## TEXT EXTRACT
5.3.4 Flatrate Billing
All charges for IP traffic are included in the monthly usage fee in flatrate billing. The calculation of a usage-dependent fee is omitted.

5.4 Return of IP Addresses
If METRO CLOUD assigns one or more IP addresses to the customer in the course of providing the IP traffic service, these, if desired and legally permissible by METRO CLOUD, are to be returned to METRO CLOUD after termination of the respective service, for whatever reason. The customer must then cease using the IP addresses. After termination of the service, METRO CLOUD may assign the IP addresses to another user at any time.

Colocation
6.1 Scope of Services

6.1.1 General
METRO CLOUD provides data centers where the customer has the opportunity to install and operate their own or rented telecommunications facilities (hereinafter referred to as Colocation). The customer is entitled to use the Colocation services described in the accepted order, including the associated documents.

6.1.2 Colocation Area
The colocation area corresponds to a computer room equipped with comprehensive security measures to provide a suitable operating environment for the customer’s telecommunications facilities. The customer is only entitled to use the colocation area for the operation and accommodation of telecommunications facilities. These facilities can be interconnected either with the METRO CLOUD network or, subject to prior written consent from METRO CLOUD, with the networks of other telecommunications providers. Unless expressly agreed otherwise, the colocation area is handed over “as is” and accepted by the customer. METRO CLOUD makes no representations regarding the suitability of the colocation area for the customer’s intended use.

6.1.3 Access to the Colocation Area
METRO CLOUD grants the customer access to the colocation area 24 hours a day, 7 days a week, to the extent necessary. Customer access to the colocation area, accompanied by a METRO CLOUD employee, is billed as remote hands service. If the customer has been provided with their access card, key, or similar for access to the colocation area, unaccompanied access is possible 24 hours a day, 7 days a week, without prior notification. METRO CLOUD will provide and maintain the card readers, scanning devices, and/or other security devices required for access to the colocation area. Under no circumstances is the customer entitled to hold a door open or bypass the security measures implemented by METRO CLOUD for access to the colocation area in any other way. The customer is responsible for accompanying persons and liable for their behavior. If unauthorized persons gain access to the colocation area due to actions or omissions of the customer or with the help of access cards, keys, or similar items provided to the customer, the customer is responsible for any resulting damages. The customer is responsible for replacing access cards, keys, or other access and security devices provided to them that are lost or stolen, unless the customer can demonstrate that they are not at fault for the loss. If the customer has reason to believe that an unauthorized person may have gained access to the colocation area, METRO CLOUD will, upon the customer’s request and in the presence of a METRO CLOUD employee, provide access to the video surveillance system’s records, if possible. In addition, upon written request, METRO CLOUD will provide the customer with a copy of the access log for the colocation area. METRO CLOUD reserves the right to access the colocation area at any time.

## WRITTEN EXERCISE
Answer these questions from the service terms above:
(a) What is omitted under flatrate billing?
(b) After a service ends, to whom may METRO CLOUD assign the returned IP addresses?
(c) How is customer access to the colocation area billed when a METRO CLOUD employee accompanies the customer?

## MATERIAL PROVIDED
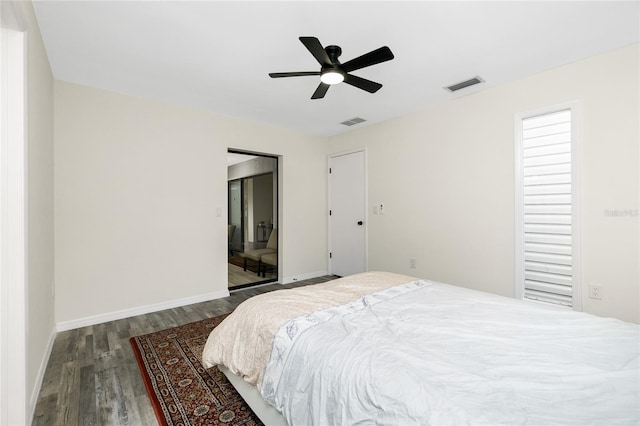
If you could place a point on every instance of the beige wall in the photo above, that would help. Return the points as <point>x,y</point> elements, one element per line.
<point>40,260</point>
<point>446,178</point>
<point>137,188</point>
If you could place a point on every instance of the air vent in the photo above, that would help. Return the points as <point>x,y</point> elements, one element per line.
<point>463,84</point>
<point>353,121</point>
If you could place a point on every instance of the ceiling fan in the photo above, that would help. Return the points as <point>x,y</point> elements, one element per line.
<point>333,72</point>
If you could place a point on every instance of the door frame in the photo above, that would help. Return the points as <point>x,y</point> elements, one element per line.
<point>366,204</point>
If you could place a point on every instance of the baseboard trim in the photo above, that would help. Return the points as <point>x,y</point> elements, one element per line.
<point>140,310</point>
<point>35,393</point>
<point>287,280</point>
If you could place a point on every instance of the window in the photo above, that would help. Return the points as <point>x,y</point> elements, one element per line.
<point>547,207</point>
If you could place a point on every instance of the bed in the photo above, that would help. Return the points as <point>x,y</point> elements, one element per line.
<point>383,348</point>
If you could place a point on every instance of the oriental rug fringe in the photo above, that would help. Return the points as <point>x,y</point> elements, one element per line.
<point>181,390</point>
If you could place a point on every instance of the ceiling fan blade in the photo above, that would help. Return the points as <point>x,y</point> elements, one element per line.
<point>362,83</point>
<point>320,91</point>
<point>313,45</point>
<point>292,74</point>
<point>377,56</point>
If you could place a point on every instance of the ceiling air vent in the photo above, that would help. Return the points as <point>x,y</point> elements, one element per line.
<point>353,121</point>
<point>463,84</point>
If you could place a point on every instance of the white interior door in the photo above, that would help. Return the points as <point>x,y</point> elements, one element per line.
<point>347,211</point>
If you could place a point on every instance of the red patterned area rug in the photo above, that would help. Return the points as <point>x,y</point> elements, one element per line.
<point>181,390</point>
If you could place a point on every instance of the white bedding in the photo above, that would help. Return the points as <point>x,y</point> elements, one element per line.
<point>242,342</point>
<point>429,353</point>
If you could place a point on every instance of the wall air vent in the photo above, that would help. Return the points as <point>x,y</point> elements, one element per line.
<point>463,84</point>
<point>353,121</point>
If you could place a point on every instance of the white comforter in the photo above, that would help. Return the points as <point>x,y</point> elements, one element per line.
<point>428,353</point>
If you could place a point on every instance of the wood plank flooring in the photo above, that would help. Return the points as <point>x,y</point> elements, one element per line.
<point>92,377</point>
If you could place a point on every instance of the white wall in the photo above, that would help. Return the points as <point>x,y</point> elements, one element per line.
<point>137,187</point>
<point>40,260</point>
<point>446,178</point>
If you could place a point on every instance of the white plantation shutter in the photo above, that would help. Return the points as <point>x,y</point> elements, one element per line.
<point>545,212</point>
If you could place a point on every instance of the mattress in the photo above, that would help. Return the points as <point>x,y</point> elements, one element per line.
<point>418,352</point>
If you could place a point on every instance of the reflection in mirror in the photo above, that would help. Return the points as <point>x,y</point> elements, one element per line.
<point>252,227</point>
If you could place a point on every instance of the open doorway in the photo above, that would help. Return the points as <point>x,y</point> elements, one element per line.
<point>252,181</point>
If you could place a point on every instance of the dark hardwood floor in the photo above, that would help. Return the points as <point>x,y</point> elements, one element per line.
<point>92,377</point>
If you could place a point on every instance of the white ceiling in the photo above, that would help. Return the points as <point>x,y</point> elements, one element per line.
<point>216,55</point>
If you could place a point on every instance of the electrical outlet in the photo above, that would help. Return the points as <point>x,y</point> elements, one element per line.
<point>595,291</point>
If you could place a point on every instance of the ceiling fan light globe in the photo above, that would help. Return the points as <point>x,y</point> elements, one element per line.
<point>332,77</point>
--
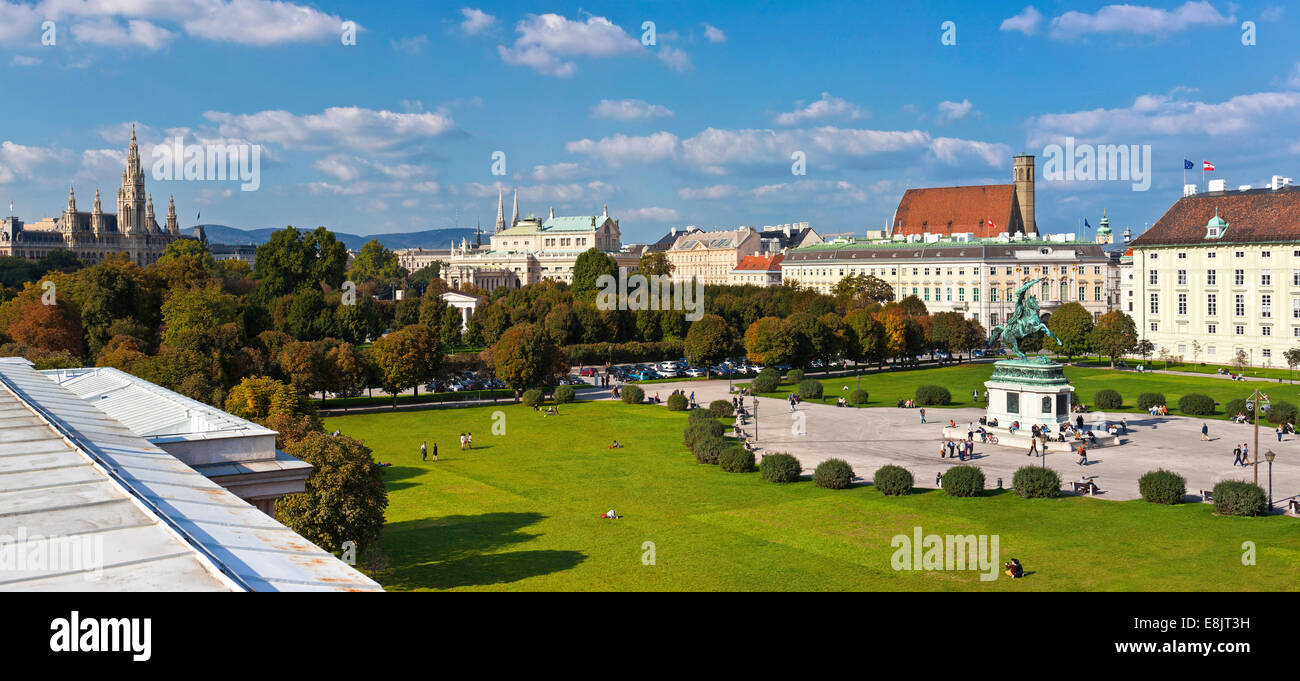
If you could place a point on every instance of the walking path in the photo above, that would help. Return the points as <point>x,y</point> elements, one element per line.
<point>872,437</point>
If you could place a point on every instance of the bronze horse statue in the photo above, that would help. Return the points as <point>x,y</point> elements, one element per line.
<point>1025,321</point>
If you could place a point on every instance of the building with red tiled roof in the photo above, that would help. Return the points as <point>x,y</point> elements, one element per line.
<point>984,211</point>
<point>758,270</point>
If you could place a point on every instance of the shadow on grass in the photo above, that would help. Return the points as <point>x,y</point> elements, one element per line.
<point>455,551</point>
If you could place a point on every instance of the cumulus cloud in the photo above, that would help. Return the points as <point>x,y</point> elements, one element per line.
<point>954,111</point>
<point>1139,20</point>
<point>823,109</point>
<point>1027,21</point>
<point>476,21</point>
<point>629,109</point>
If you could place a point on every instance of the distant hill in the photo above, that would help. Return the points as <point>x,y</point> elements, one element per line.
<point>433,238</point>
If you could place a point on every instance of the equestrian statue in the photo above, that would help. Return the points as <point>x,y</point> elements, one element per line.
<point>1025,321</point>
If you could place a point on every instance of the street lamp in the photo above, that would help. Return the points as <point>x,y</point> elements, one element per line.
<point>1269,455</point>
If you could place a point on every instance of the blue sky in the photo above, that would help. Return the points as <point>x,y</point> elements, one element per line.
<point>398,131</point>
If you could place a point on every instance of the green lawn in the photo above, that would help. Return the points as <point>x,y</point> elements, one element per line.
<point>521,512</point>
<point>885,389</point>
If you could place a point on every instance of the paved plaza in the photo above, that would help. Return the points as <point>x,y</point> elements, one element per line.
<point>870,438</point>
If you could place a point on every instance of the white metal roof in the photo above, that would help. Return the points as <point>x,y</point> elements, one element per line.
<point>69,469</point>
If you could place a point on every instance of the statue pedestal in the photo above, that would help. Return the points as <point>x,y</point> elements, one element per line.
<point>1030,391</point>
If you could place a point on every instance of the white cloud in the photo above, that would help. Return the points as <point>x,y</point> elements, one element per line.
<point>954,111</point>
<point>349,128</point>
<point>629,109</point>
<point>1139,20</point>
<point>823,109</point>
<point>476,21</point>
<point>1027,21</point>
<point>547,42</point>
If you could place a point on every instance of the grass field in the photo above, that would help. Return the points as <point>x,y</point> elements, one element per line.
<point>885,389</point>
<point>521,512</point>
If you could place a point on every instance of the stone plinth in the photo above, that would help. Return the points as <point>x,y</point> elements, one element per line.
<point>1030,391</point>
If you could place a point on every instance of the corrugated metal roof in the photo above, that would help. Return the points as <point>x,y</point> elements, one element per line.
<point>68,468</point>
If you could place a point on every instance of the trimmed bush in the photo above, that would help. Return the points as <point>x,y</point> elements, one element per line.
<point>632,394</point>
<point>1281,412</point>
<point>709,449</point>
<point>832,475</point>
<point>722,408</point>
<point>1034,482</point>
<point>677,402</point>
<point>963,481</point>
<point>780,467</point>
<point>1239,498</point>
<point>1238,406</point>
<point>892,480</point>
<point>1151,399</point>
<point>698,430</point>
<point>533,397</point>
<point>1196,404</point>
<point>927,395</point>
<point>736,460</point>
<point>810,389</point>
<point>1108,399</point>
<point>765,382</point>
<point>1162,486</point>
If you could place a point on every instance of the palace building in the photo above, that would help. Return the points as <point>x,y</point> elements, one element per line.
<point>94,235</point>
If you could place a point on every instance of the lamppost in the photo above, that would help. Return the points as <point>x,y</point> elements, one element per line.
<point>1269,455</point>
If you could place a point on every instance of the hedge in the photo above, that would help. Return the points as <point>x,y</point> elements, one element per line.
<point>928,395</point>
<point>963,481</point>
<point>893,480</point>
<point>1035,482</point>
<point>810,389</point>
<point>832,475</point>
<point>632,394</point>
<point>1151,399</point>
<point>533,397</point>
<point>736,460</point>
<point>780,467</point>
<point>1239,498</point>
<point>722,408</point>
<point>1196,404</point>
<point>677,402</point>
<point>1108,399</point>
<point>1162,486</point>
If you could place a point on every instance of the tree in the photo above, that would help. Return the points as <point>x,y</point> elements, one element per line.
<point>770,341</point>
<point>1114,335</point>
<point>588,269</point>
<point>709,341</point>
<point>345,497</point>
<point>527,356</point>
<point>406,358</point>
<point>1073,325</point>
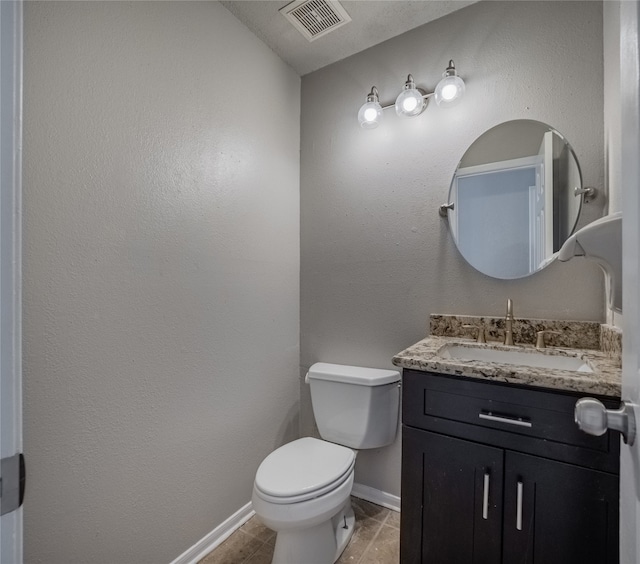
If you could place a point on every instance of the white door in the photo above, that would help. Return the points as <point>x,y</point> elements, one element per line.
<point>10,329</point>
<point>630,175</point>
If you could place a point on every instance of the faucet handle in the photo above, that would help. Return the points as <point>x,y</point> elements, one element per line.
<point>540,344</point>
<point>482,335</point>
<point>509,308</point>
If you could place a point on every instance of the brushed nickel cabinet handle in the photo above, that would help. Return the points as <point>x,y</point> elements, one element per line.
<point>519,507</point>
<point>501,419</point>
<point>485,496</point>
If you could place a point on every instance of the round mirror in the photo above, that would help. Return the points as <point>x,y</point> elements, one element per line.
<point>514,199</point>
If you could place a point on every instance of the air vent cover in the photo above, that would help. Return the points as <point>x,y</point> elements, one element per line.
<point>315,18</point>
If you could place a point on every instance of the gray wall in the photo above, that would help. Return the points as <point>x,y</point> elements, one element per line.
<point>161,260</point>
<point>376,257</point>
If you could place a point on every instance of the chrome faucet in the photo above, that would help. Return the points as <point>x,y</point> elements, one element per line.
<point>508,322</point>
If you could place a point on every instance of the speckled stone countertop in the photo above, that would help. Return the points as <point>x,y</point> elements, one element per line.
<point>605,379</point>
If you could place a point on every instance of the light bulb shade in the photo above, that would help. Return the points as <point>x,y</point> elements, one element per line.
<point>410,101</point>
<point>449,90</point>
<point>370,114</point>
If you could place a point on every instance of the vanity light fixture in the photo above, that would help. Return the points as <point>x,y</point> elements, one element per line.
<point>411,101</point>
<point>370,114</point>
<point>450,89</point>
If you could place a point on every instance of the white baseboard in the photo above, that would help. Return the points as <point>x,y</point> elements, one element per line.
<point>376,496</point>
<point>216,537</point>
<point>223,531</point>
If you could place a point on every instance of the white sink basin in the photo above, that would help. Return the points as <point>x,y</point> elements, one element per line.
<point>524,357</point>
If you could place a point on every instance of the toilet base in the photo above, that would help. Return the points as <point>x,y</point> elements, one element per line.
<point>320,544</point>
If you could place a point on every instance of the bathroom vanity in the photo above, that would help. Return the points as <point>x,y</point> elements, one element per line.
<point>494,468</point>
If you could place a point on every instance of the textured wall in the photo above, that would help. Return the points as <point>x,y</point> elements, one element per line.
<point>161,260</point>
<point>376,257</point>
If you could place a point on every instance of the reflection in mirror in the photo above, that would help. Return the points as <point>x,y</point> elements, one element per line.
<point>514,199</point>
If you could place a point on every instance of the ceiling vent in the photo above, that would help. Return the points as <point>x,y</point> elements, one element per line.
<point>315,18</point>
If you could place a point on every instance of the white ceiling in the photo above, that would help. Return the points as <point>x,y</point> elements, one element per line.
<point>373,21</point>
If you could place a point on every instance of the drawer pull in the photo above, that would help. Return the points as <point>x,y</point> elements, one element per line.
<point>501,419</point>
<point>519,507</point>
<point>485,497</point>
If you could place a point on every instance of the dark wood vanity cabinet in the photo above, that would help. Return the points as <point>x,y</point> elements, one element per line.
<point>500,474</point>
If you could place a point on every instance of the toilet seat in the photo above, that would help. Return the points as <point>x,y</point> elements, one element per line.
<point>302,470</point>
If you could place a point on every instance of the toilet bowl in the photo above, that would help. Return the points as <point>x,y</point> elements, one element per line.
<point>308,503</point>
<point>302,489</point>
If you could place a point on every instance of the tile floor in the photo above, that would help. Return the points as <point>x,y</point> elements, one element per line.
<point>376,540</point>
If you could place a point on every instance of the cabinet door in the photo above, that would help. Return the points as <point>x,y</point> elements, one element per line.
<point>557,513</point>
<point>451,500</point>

## TASK RESULT
(a) The calculation of a usage-dependent fee.
(b) To another user, at any time.
(c) As remote hands service.